## WHAT TO PRODUCE:
Extract verbatim the lines from the one containing "of the shadowed" through the one containing "60L158 62L171 74L192", including both of those lines.

Excerpts from annotation records
★ ★ ★

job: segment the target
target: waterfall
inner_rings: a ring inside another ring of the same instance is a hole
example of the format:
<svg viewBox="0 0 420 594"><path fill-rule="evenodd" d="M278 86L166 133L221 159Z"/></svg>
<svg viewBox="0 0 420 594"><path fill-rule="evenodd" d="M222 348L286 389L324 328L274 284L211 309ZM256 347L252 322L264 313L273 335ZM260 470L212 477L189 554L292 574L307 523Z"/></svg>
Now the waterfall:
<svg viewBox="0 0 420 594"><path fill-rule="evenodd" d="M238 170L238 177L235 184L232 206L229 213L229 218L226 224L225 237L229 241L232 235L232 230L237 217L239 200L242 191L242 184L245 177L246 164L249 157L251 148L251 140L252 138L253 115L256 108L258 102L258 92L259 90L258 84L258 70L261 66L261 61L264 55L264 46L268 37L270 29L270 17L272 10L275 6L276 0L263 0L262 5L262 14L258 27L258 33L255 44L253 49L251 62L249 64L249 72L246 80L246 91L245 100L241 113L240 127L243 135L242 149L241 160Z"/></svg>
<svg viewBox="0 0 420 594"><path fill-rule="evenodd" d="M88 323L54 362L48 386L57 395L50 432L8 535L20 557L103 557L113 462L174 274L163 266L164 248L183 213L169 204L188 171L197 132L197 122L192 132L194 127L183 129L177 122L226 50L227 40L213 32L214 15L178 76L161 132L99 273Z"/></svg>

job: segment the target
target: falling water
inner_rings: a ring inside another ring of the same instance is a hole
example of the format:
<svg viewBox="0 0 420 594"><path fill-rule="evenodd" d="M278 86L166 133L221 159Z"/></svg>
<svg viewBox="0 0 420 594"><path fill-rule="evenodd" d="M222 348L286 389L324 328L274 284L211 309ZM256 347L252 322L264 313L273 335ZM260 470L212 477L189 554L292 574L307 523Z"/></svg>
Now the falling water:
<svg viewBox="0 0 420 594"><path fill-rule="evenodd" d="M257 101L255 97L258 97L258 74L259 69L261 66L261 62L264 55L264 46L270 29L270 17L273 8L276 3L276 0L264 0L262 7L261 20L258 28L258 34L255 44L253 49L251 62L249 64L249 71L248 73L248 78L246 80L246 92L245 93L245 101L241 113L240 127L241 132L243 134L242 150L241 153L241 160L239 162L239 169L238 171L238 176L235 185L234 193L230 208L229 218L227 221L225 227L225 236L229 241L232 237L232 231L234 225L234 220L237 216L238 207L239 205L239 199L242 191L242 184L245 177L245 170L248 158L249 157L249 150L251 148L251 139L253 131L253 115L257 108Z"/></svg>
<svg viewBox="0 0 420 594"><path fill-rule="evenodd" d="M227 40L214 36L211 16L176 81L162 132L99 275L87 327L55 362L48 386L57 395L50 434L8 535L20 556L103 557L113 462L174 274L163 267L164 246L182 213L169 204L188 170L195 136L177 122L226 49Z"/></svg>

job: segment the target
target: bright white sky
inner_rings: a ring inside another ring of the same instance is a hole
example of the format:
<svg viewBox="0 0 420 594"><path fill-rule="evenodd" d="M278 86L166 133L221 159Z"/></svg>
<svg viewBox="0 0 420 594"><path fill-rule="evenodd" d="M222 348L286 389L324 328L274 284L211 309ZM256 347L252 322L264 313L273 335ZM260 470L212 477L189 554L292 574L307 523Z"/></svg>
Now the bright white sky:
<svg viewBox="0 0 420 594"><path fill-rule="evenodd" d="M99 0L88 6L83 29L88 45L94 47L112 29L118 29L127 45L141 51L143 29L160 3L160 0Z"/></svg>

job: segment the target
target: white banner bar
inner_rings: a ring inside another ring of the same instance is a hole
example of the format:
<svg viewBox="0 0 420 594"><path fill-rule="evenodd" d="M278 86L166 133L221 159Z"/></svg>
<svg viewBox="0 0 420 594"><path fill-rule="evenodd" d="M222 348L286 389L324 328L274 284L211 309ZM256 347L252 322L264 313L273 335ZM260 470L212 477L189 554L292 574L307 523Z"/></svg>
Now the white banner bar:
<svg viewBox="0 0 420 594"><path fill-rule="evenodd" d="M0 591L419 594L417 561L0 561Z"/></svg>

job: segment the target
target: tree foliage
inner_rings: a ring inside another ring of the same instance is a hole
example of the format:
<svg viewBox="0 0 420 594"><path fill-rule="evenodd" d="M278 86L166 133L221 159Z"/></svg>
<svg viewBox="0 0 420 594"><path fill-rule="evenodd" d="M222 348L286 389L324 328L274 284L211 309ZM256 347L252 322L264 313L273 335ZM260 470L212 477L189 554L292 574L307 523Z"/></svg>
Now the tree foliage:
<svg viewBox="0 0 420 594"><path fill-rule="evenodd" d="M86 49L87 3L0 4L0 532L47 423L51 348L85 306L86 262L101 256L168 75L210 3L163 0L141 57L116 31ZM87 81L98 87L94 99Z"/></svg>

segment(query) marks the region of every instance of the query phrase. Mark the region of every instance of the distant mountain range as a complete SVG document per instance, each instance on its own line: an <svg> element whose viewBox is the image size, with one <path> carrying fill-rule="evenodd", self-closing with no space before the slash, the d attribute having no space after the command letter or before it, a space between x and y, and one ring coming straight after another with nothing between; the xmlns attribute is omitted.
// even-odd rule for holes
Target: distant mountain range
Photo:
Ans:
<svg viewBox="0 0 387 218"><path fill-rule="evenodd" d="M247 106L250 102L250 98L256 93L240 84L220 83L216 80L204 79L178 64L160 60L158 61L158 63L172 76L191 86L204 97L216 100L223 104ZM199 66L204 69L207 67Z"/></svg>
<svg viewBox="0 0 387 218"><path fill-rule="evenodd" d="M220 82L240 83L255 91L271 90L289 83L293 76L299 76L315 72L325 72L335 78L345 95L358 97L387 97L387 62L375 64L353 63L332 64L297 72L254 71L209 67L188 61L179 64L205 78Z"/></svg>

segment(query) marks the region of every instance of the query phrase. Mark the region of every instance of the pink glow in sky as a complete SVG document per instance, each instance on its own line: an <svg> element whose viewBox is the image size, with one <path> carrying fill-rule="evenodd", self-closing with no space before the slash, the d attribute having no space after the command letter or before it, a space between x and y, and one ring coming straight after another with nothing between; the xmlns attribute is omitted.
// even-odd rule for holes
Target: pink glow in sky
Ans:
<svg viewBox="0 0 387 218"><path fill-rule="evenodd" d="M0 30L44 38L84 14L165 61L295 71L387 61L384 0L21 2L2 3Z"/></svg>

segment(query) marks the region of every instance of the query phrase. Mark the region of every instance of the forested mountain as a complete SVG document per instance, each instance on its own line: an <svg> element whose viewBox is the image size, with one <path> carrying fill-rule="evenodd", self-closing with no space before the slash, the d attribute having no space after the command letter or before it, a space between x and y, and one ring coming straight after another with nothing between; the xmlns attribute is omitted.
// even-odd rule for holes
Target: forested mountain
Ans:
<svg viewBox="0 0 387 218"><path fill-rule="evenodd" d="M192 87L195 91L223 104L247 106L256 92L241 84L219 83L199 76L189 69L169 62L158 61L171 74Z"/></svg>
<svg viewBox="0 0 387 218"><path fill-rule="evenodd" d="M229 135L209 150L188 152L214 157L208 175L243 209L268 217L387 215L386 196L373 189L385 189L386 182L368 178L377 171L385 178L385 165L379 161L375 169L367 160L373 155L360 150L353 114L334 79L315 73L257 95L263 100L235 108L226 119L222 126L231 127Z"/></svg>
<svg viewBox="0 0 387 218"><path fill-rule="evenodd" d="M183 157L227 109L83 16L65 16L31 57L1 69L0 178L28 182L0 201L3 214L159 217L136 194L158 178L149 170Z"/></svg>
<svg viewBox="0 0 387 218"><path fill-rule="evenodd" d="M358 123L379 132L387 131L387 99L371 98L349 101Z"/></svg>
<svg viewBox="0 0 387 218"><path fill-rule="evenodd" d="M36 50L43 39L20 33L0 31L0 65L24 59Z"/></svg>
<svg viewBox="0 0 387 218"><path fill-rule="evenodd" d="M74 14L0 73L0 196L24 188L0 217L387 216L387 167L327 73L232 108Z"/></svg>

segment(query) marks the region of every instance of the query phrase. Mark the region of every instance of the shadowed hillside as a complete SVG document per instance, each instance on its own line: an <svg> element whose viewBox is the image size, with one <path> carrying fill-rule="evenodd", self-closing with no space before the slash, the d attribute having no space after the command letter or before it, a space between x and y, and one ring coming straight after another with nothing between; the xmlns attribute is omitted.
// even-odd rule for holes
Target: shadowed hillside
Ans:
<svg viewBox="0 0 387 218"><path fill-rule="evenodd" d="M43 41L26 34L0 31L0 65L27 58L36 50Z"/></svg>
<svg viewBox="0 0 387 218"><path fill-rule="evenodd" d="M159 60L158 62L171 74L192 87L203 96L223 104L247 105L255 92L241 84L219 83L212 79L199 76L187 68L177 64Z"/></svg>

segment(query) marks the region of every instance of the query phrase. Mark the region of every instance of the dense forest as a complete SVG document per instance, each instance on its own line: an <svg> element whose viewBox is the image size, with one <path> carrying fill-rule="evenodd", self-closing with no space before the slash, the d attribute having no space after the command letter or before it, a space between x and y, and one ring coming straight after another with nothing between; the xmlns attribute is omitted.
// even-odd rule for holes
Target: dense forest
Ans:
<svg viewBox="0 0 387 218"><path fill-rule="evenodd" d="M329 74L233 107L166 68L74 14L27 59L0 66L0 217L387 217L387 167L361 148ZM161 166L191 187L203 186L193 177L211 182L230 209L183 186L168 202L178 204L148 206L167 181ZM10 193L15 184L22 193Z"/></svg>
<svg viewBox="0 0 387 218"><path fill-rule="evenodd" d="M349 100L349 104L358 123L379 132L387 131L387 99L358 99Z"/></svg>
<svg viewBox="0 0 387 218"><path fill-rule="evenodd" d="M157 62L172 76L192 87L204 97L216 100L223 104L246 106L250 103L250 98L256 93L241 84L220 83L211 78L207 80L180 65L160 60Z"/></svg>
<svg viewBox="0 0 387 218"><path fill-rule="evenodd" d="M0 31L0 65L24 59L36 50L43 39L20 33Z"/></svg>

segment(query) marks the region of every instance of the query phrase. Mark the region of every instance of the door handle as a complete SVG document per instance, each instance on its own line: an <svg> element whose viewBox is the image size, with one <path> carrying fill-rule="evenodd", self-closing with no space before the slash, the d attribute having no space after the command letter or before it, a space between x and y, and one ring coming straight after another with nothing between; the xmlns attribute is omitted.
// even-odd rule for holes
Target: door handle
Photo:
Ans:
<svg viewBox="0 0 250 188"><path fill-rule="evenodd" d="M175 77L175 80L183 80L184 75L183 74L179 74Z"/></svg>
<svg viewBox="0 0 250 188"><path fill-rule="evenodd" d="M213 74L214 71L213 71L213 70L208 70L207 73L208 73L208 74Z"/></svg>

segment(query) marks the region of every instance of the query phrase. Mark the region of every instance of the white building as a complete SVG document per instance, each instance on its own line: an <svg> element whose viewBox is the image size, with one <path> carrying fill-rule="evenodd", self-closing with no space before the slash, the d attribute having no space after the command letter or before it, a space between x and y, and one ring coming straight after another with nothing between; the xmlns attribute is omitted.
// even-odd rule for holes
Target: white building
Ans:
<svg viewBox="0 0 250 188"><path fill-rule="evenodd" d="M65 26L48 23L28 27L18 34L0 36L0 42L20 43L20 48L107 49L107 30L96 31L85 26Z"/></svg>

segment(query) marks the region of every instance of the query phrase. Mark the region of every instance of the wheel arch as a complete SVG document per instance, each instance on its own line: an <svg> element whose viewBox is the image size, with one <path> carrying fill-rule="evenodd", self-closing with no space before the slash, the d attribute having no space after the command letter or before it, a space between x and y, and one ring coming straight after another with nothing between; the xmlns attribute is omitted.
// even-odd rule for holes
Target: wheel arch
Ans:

★ ★ ★

## SOLUTION:
segment(query) marks the region of every instance of the query phrase. Mark the region of every instance of the shadowed hillside as a complete SVG document per instance, each instance on its own line: an <svg> element whose viewBox is the image size, with one <path> carrying fill-rule="evenodd", self-closing with no space before the slash, the d attribute having no space after the command letter or before it, a space between x and y, and one ring coming straight after another with nothing between; the xmlns attribute is omitted.
// even-odd rule for holes
Target: shadowed hillside
Ans:
<svg viewBox="0 0 387 218"><path fill-rule="evenodd" d="M43 41L26 34L0 31L0 65L27 58L36 50Z"/></svg>
<svg viewBox="0 0 387 218"><path fill-rule="evenodd" d="M159 60L158 62L171 74L192 87L203 96L223 104L247 105L255 92L241 84L219 83L212 79L199 76L187 68L177 64Z"/></svg>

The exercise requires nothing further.